Extracted text section start

Breast Reconstruction Techniques
The most common technique for post-mastectomy reconstruction is the insertion of an implant after a balloon expander has stretched the skin over the breast enough to allow room for an implant. Through a tiny valve beneath the skin, salt-water solution is periodically injected into the expander over many weeks or months. After the skin over the breast area has stretched enough, a more permanent implant is inserted.
An alternative approach to implant reconstruction involves the creation of a new breast by surgically moving a section (flap) of skin, fat, and muscle from another part of the patient's body - usually from the abdomen, thighs, buttocks, or upper back.
The flap procedure is much more complex than skin expansion. Scars are left at both the tissue donor site and at the reconstructed breast, and recovery takes longer than with an implant. On the other hand, when the breast is reconstructed entirely from a woman's own tissue, the results are generally more natural.
It is recommended to consult your board-certified surgeon who will advise you of which breast reconstruction technique will be the most appropriate option for you.
Breast Reconstruction Benefits
After completion of the reconstruction process, doctors may recommend further operations on the healthy breast to match it to the re-built one. Most women with breast cancer say that breast reconstruction with implants after mastectomy has helped their recovery by restoring a more natural appearance and a sense of wholeness. The ultimate result helps to restore the patient's physical appearance and to improve her self-confidence and overall quality of life.

Extracted text section end

#### [Exercise requirements]
A: Reproduce the breast reconstruction text word for word, starting with "Breast Reconstruction Benefits" and going on through "quality of life.".
B: According to the breast reconstruction text, from which parts of the body is the flap usually taken?
The lines after the breast reconstruction text come from a different source.

Dataset section start

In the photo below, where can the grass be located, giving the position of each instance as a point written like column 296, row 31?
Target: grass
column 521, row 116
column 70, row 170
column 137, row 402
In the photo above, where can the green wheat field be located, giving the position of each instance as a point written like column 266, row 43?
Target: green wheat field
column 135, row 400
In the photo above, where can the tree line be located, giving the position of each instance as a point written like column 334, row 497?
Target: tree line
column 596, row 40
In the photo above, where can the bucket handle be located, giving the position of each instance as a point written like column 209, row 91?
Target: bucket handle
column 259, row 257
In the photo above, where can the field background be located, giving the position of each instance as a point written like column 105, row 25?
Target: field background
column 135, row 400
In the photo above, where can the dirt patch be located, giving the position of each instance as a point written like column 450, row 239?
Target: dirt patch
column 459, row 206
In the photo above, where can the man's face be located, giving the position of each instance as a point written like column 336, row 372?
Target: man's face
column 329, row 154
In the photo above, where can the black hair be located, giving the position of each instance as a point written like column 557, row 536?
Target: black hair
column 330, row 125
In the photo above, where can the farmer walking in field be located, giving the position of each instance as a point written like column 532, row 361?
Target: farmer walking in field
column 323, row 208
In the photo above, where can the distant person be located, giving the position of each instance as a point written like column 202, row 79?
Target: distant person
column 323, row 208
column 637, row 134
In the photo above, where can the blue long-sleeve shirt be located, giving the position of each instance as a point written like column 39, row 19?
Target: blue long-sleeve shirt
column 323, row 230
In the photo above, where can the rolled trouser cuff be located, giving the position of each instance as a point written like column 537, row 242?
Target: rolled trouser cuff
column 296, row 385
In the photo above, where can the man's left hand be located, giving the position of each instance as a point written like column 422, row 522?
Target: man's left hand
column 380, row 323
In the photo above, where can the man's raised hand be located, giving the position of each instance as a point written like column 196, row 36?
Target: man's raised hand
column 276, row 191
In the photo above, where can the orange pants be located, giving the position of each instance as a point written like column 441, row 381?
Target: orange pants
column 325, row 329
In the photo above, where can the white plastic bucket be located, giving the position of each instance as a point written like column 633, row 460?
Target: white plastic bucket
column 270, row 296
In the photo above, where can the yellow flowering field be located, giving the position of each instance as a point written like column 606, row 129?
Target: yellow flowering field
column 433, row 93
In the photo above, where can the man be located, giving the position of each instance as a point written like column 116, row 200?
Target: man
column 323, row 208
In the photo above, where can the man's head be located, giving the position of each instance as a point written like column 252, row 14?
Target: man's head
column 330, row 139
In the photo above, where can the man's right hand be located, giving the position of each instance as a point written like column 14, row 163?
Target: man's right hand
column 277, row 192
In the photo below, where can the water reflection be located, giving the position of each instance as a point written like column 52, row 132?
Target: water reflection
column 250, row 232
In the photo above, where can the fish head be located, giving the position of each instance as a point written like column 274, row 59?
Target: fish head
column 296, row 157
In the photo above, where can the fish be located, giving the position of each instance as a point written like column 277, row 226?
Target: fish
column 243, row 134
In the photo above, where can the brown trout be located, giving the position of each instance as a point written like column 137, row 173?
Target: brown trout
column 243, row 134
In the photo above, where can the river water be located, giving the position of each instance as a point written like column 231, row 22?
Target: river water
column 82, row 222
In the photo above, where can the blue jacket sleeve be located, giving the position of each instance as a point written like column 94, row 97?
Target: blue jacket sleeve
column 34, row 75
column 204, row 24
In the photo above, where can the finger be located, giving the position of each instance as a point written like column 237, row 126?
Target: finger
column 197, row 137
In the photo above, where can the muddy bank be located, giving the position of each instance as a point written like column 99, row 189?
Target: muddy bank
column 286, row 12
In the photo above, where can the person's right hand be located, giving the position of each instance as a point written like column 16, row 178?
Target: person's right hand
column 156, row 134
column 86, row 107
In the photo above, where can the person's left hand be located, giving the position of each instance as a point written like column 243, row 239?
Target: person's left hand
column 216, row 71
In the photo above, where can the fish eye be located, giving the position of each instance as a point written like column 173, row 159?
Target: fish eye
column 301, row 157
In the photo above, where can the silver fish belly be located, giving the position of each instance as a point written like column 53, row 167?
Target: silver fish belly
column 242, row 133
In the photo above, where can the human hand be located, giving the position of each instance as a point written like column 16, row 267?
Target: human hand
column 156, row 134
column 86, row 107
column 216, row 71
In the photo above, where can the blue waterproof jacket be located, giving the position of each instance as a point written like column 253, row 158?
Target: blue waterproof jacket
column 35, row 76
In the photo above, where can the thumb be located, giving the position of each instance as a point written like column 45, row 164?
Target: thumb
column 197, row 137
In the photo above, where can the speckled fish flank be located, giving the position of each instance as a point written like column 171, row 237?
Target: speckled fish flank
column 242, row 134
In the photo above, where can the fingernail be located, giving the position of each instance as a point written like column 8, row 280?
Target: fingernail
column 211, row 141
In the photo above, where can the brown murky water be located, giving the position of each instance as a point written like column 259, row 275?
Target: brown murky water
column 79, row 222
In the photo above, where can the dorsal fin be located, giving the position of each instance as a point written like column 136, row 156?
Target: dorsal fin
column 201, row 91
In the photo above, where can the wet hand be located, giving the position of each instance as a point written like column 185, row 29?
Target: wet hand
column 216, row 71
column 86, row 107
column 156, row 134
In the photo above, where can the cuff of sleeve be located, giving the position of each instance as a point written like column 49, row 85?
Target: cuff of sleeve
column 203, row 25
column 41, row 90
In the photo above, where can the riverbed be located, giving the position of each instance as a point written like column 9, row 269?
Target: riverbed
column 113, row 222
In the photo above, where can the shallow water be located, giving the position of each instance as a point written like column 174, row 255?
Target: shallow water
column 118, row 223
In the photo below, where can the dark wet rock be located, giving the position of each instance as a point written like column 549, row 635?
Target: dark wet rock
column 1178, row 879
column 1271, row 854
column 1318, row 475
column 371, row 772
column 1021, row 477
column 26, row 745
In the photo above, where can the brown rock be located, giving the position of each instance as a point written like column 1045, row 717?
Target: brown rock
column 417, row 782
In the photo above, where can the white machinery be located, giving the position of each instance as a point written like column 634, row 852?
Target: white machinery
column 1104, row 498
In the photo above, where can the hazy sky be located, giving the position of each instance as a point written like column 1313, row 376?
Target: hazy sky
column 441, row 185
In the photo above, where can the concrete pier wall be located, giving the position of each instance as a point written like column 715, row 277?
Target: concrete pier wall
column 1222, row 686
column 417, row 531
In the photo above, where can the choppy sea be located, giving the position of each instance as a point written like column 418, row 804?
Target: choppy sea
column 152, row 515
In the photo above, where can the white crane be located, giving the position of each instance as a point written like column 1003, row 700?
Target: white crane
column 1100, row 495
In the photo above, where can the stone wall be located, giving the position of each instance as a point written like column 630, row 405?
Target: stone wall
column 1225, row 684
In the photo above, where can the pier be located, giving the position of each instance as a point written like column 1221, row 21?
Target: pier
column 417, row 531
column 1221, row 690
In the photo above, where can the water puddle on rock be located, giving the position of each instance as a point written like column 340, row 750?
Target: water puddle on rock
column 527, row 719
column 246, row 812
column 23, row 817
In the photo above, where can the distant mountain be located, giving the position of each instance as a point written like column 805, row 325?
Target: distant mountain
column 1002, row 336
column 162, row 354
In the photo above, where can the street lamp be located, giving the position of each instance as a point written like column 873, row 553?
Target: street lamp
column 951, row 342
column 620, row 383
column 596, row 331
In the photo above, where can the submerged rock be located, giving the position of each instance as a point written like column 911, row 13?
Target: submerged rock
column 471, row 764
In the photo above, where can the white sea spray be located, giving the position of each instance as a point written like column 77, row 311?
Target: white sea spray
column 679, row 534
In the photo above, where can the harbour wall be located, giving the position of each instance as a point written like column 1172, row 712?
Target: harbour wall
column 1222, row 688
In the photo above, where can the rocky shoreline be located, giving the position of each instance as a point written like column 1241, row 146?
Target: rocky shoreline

Dataset section end

#### [Answers by item number]
A:
Breast Reconstruction Benefits
After completion of the reconstruction process, doctors may recommend further operations on the healthy breast to match it to the re-built one. Most women with breast cancer say that breast reconstruction with implants after mastectomy has helped their recovery by restoring a more natural appearance and a sense of wholeness. The ultimate result helps to restore the patient's physical appearance and to improve her self-confidence and overall quality of life.

B: The abdomen, thighs, buttocks, or upper back.